> TEXT PASSAGE:

****

# HVLP Sprayer Choices



## Sustainable in OR. (Dec 30, 2010)

Any recomendations for a Trubine HVLP? 

Will be my first purchase of this type of unit.
Looking for ideas or input prior to purchase of a Turbine unit. Most of the spraying (both oils & latex ) will be done on interior window, cabinets and casement work. (ProClassic WB & Oil used currently for trim) also spraying zero VOC latex products such as SW Zero VOC Acrylic or PPG Pit tech DTM on many metal doors & trim items.

Concerned about service, parts, accessories, output of machine. Have considered the 3M AccuSpray & Fuji line, but also wanting to hear about newest Graco 9.5 Turbine (From actual users of this machine).

I Will admit the most information I have viewed is from the Homestead Finishing site listing the available units/models. 

Would like to know from PT members what might be a nice machine to have, as money not the issue in this case but a great, reliable easy to use & simple to operate machine & gun set up is.


----------



## Schmidt & Co. (Nov 6, 2008)

Sure do. An airless with a fine finish tip! IMHO nothing beats the production of an airless, and when used with a FF tip its a great combination. 

I've had two HVLP's. I got on the bandwagon when they first came out and got a Titan with the one quart cup on the gun. A few years later got a Graco with the two quart remote cup. Both gave a god finish, but they were _slow..........._


----------



## DeanV (Apr 18, 2007)

****

> EXTRACTED ENTRIES:

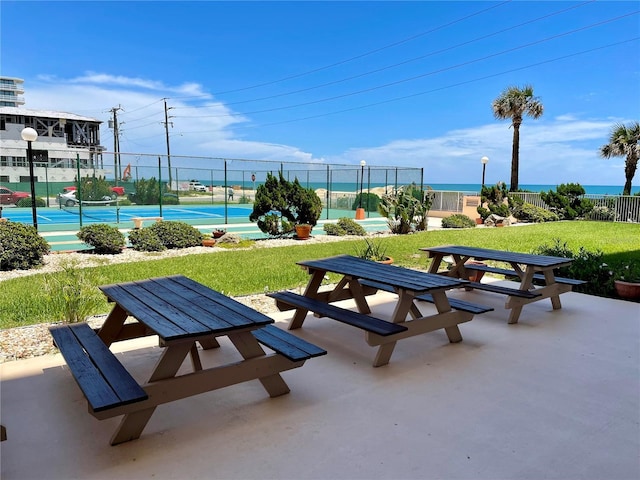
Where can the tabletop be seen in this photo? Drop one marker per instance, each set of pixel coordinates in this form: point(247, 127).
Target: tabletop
point(499, 255)
point(395, 276)
point(176, 307)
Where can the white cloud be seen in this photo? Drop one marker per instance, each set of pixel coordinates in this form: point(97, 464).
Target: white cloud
point(552, 151)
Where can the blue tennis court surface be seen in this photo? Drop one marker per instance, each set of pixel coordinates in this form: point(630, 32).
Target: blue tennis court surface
point(109, 214)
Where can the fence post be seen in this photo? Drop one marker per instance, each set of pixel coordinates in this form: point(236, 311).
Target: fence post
point(79, 188)
point(226, 203)
point(160, 183)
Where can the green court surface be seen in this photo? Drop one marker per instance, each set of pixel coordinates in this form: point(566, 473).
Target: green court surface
point(63, 238)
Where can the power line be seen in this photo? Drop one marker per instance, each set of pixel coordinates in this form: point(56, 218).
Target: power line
point(356, 57)
point(388, 67)
point(415, 77)
point(405, 97)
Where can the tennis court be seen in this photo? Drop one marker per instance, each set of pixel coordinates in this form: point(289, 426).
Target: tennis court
point(55, 216)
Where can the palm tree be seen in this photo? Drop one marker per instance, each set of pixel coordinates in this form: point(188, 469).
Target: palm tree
point(513, 103)
point(623, 142)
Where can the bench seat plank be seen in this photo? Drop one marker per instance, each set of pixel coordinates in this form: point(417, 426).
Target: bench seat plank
point(427, 297)
point(512, 273)
point(514, 292)
point(286, 344)
point(101, 377)
point(356, 319)
point(401, 277)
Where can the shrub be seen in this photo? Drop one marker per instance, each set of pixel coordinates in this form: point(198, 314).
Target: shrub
point(406, 210)
point(280, 205)
point(371, 250)
point(333, 229)
point(26, 202)
point(104, 238)
point(601, 212)
point(177, 234)
point(458, 221)
point(527, 212)
point(370, 202)
point(344, 226)
point(94, 188)
point(145, 240)
point(21, 248)
point(588, 266)
point(567, 201)
point(170, 199)
point(72, 293)
point(343, 203)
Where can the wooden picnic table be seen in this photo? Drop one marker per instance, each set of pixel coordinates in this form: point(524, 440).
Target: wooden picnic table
point(361, 278)
point(527, 267)
point(180, 312)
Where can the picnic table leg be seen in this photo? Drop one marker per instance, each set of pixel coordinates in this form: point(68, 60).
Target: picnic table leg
point(550, 279)
point(112, 325)
point(435, 262)
point(442, 305)
point(403, 307)
point(311, 291)
point(526, 281)
point(249, 347)
point(132, 424)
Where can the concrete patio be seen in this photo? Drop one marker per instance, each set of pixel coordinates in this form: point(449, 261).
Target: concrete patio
point(556, 396)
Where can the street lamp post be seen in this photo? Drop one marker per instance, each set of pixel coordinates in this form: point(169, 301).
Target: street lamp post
point(29, 135)
point(484, 161)
point(360, 210)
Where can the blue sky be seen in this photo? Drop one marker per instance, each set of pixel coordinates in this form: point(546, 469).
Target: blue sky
point(393, 83)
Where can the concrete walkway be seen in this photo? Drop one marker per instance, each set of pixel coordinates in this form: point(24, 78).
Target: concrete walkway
point(556, 396)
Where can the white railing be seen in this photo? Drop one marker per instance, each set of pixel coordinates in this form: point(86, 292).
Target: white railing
point(613, 208)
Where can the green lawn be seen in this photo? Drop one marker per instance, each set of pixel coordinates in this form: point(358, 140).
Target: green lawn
point(242, 272)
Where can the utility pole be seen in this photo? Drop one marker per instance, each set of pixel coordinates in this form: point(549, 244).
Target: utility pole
point(166, 131)
point(116, 143)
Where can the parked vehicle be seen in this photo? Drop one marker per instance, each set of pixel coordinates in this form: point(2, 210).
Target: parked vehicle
point(197, 186)
point(9, 197)
point(69, 199)
point(117, 190)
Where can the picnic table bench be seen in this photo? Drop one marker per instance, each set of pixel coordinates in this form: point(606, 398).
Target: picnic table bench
point(526, 267)
point(180, 312)
point(362, 278)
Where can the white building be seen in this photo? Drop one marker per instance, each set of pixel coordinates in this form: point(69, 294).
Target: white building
point(62, 139)
point(10, 91)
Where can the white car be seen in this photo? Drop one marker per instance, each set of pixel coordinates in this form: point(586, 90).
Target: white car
point(197, 186)
point(68, 198)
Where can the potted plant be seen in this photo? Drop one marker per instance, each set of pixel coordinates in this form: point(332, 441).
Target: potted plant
point(282, 207)
point(626, 279)
point(373, 250)
point(207, 240)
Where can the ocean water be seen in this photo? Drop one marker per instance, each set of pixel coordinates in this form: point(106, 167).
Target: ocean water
point(475, 188)
point(449, 187)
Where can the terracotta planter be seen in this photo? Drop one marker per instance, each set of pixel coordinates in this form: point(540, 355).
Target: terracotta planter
point(303, 231)
point(475, 275)
point(629, 290)
point(386, 261)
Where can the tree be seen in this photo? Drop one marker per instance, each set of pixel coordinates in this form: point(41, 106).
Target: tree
point(512, 104)
point(623, 142)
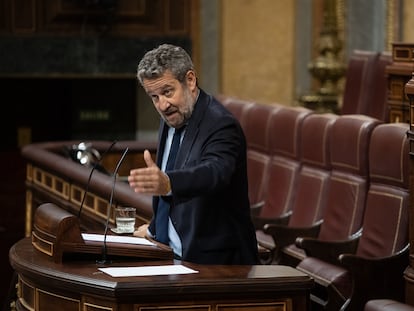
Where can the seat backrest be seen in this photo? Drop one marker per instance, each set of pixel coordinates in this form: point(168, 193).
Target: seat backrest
point(236, 106)
point(313, 178)
point(385, 225)
point(284, 142)
point(348, 184)
point(256, 126)
point(357, 81)
point(377, 105)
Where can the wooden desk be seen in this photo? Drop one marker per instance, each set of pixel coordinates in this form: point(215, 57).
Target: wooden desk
point(79, 285)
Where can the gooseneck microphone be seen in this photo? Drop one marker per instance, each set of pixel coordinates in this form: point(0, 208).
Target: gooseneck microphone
point(104, 249)
point(96, 164)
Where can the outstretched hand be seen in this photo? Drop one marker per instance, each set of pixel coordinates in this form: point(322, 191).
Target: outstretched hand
point(149, 179)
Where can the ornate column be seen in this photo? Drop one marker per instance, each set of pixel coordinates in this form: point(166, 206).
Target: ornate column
point(409, 272)
point(326, 67)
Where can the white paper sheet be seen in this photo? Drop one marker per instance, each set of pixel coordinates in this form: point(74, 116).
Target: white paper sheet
point(147, 270)
point(116, 239)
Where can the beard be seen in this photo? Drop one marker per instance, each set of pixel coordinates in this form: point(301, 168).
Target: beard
point(184, 112)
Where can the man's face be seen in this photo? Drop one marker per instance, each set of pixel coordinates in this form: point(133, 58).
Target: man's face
point(173, 100)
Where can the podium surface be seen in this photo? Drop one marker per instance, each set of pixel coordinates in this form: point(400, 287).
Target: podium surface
point(78, 284)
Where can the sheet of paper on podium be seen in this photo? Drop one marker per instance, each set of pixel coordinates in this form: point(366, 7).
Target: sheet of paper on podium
point(147, 270)
point(116, 239)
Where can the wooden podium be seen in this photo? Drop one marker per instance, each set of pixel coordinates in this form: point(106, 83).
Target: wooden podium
point(56, 232)
point(44, 284)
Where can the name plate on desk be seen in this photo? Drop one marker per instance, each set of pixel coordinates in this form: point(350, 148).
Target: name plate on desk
point(57, 232)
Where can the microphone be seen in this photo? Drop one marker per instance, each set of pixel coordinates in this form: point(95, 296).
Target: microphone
point(97, 163)
point(104, 249)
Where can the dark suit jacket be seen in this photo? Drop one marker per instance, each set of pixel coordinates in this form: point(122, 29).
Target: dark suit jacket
point(210, 205)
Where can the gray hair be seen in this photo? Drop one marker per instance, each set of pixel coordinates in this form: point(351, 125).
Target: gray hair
point(163, 58)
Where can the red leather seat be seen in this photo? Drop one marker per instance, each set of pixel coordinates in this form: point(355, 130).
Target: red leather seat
point(310, 191)
point(375, 268)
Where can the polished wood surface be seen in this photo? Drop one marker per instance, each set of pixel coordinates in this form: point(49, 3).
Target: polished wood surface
point(78, 284)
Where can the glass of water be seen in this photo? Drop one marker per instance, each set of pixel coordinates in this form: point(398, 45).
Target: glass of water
point(125, 219)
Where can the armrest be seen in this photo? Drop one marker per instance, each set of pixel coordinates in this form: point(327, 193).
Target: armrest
point(328, 251)
point(259, 221)
point(376, 277)
point(286, 235)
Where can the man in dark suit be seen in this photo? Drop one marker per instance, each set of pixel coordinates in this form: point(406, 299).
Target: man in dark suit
point(205, 192)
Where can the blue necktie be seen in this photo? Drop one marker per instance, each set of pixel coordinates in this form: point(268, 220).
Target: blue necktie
point(163, 211)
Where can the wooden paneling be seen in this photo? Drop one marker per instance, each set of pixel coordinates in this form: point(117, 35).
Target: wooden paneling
point(71, 17)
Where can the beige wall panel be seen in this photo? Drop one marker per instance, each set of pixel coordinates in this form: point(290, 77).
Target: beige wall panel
point(408, 21)
point(258, 50)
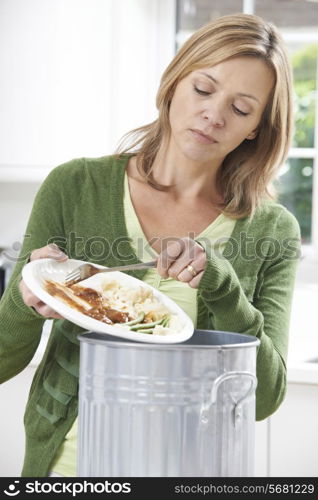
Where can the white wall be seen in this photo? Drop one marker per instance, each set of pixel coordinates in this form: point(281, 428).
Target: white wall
point(75, 76)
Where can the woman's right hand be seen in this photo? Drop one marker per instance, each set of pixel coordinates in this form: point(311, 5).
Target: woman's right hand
point(51, 251)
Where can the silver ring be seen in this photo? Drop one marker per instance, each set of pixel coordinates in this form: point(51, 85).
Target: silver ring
point(191, 270)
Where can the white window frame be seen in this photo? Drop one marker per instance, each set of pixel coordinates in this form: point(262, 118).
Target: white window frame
point(309, 251)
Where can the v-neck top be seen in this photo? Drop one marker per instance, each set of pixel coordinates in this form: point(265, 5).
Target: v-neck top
point(217, 233)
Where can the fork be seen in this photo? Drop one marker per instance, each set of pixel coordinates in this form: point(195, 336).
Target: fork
point(85, 271)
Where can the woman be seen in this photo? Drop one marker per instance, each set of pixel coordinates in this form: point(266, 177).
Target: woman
point(193, 188)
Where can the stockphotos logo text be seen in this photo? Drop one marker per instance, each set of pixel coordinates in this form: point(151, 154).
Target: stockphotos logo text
point(73, 488)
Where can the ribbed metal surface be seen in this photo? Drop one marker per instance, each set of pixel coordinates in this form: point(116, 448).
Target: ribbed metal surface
point(145, 410)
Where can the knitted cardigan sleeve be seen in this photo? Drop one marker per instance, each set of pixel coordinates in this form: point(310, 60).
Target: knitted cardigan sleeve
point(20, 325)
point(266, 316)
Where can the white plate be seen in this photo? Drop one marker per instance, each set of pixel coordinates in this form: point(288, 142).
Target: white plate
point(35, 274)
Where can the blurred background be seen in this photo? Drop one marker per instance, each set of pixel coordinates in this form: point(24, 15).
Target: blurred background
point(75, 76)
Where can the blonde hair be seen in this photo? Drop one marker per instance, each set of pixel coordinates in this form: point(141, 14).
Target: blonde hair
point(246, 174)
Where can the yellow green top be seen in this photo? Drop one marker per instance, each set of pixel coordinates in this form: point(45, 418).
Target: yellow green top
point(217, 232)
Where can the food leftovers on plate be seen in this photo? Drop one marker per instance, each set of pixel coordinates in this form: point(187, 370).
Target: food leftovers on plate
point(132, 308)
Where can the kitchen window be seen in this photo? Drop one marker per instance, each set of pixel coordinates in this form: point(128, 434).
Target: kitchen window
point(297, 184)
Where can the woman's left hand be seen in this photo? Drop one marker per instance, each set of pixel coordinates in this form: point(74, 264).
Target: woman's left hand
point(184, 260)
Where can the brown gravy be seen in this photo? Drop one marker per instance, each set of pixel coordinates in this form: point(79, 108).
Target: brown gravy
point(97, 310)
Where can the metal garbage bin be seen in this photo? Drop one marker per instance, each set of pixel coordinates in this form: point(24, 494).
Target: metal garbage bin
point(159, 410)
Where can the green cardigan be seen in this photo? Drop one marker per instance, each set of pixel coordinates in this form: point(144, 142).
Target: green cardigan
point(80, 207)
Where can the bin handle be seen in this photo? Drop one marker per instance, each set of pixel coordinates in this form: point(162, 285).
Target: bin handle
point(238, 406)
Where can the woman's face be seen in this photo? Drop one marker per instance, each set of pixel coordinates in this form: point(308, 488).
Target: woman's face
point(214, 109)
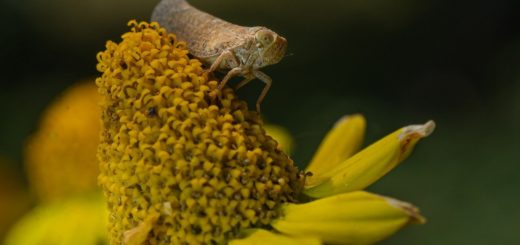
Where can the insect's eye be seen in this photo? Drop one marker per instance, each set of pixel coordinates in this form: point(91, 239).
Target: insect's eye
point(264, 37)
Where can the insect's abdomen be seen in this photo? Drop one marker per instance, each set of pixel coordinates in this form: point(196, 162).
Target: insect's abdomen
point(205, 35)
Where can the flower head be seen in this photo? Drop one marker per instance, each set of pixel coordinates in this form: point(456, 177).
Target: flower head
point(175, 165)
point(178, 167)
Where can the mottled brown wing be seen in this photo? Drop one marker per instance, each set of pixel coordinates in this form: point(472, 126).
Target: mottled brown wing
point(205, 35)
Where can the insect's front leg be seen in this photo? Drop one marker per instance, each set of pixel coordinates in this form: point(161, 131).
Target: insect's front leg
point(233, 72)
point(268, 81)
point(226, 56)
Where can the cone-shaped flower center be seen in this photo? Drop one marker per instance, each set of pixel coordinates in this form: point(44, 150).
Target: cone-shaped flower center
point(177, 166)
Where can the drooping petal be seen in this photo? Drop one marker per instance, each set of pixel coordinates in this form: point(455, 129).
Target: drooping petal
point(259, 237)
point(339, 144)
point(370, 164)
point(351, 218)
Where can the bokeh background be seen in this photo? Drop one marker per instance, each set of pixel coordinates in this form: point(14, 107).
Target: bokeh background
point(397, 62)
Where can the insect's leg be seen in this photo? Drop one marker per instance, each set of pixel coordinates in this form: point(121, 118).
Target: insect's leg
point(227, 56)
point(246, 80)
point(267, 80)
point(233, 72)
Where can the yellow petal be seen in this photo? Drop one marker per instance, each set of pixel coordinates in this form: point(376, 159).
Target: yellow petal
point(261, 237)
point(281, 135)
point(340, 143)
point(351, 218)
point(370, 164)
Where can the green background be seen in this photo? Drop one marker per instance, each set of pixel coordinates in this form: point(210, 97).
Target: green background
point(397, 62)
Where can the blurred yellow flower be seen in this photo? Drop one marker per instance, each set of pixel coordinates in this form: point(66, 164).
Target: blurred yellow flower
point(178, 167)
point(61, 155)
point(79, 220)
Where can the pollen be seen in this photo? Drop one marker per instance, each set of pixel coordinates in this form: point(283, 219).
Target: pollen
point(178, 167)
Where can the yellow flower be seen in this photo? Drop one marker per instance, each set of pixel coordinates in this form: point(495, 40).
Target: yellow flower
point(61, 156)
point(281, 135)
point(179, 167)
point(79, 220)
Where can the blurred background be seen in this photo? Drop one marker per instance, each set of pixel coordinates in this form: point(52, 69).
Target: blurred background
point(397, 62)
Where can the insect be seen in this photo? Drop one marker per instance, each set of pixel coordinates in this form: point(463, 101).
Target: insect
point(223, 46)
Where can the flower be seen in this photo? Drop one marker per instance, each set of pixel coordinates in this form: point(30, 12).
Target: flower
point(60, 157)
point(179, 167)
point(77, 220)
point(62, 170)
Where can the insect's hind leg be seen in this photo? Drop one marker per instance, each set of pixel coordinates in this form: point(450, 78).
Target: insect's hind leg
point(268, 81)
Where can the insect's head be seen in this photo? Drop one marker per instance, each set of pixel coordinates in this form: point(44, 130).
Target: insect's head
point(271, 47)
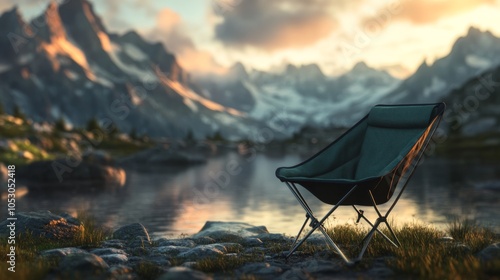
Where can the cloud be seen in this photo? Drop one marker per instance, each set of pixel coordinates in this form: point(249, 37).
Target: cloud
point(428, 11)
point(170, 31)
point(277, 24)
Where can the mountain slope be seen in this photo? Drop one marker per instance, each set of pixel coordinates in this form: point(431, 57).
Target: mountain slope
point(71, 67)
point(469, 56)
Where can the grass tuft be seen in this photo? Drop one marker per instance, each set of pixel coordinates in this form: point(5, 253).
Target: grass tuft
point(28, 248)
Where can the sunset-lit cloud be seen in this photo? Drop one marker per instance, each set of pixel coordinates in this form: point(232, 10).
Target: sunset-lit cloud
point(428, 11)
point(212, 35)
point(278, 24)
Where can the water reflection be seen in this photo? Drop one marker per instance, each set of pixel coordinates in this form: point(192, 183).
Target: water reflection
point(238, 188)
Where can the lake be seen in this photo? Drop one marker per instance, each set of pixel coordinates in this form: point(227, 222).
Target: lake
point(231, 187)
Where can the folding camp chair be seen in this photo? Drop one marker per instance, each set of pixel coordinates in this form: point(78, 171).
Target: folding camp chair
point(364, 167)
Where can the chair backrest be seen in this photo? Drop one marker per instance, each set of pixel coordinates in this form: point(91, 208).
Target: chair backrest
point(391, 133)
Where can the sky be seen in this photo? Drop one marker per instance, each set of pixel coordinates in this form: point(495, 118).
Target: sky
point(212, 35)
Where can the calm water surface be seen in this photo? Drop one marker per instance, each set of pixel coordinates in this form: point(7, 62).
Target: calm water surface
point(236, 188)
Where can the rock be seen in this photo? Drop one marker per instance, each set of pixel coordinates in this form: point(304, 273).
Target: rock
point(175, 242)
point(184, 273)
point(158, 260)
point(172, 250)
point(260, 269)
point(115, 258)
point(130, 233)
point(58, 175)
point(255, 250)
point(107, 251)
point(62, 252)
point(43, 224)
point(121, 272)
point(320, 266)
point(490, 253)
point(273, 237)
point(204, 251)
point(82, 266)
point(252, 241)
point(229, 230)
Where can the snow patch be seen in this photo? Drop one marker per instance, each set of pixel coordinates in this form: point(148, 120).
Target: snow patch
point(134, 71)
point(134, 52)
point(4, 68)
point(475, 61)
point(437, 85)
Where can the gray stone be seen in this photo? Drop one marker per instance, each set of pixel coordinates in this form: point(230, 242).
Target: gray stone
point(261, 269)
point(184, 273)
point(490, 253)
point(139, 241)
point(159, 260)
point(82, 266)
point(204, 251)
point(115, 258)
point(230, 247)
point(171, 250)
point(254, 250)
point(175, 242)
point(107, 251)
point(131, 232)
point(41, 175)
point(252, 241)
point(381, 272)
point(189, 264)
point(120, 272)
point(229, 230)
point(43, 224)
point(62, 252)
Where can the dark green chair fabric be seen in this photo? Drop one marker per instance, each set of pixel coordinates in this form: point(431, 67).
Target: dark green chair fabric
point(364, 167)
point(367, 155)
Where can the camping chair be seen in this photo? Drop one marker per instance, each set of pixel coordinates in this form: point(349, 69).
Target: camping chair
point(364, 167)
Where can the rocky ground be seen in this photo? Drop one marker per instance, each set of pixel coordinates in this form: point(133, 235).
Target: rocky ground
point(230, 250)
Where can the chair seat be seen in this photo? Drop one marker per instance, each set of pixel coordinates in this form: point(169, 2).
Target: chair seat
point(364, 167)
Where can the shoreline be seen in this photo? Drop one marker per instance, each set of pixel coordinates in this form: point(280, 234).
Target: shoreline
point(234, 250)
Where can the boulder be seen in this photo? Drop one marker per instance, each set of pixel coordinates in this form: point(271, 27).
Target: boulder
point(82, 266)
point(161, 155)
point(62, 252)
point(204, 251)
point(44, 224)
point(131, 232)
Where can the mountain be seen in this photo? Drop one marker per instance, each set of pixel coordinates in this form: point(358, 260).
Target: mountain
point(473, 108)
point(302, 95)
point(65, 64)
point(469, 56)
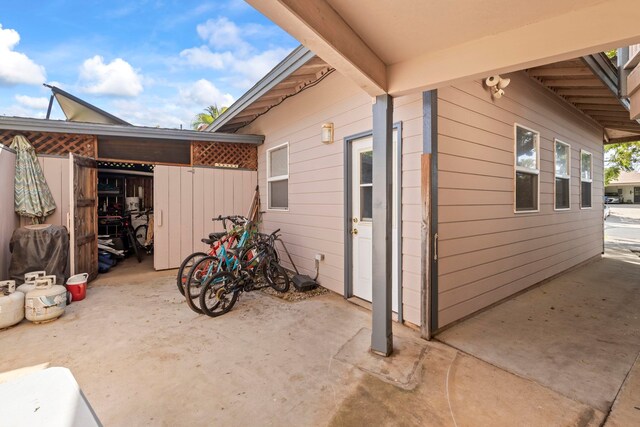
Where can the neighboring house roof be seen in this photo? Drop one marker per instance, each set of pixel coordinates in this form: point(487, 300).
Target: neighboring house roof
point(592, 85)
point(130, 131)
point(78, 110)
point(299, 70)
point(626, 178)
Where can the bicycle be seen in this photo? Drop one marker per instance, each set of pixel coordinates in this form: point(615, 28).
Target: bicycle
point(222, 290)
point(221, 257)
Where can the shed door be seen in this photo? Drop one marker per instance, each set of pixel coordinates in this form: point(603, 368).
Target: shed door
point(172, 215)
point(184, 201)
point(83, 223)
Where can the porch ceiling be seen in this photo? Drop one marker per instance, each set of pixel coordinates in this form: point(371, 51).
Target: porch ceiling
point(575, 81)
point(402, 47)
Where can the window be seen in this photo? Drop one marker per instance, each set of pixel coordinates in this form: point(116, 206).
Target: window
point(586, 178)
point(527, 171)
point(562, 154)
point(278, 177)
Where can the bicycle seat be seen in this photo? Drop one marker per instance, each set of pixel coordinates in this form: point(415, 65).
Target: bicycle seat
point(234, 251)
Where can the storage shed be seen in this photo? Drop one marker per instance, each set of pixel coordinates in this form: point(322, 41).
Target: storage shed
point(186, 177)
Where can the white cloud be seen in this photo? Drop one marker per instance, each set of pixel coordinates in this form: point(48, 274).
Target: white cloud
point(17, 68)
point(246, 69)
point(37, 103)
point(204, 93)
point(221, 33)
point(116, 78)
point(203, 57)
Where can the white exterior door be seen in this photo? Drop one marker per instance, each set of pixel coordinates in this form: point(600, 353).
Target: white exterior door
point(361, 210)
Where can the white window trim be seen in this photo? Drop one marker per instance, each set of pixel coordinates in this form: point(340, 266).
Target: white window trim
point(277, 178)
point(517, 168)
point(586, 180)
point(555, 175)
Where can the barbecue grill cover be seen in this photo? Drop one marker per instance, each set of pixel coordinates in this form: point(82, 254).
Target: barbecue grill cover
point(39, 247)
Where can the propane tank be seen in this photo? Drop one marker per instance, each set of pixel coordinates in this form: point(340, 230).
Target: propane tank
point(46, 302)
point(30, 281)
point(11, 304)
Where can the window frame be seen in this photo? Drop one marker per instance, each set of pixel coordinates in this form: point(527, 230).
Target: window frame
point(555, 175)
point(590, 181)
point(277, 178)
point(522, 169)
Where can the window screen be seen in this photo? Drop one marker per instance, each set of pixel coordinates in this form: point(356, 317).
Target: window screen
point(278, 177)
point(526, 169)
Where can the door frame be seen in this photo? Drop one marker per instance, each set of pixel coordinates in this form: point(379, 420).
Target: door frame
point(348, 211)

****

> SHORT EXERCISE:
Reproduce the HVLP sprayer thread word for word, everything from "Sure do. An" down to "(Apr 18, 2007)".

> ANSWER TO THE PROBLEM:
Sure do. An airless with a fine finish tip! IMHO nothing beats the production of an airless, and when used with a FF tip its a great combination. 

I've had two HVLP's. I got on the bandwagon when they first came out and got a Titan with the one quart cup on the gun. A few years later got a Graco with the two quart remote cup. Both gave a god finish, but they were _slow..........._


----------



## DeanV (Apr 18, 2007)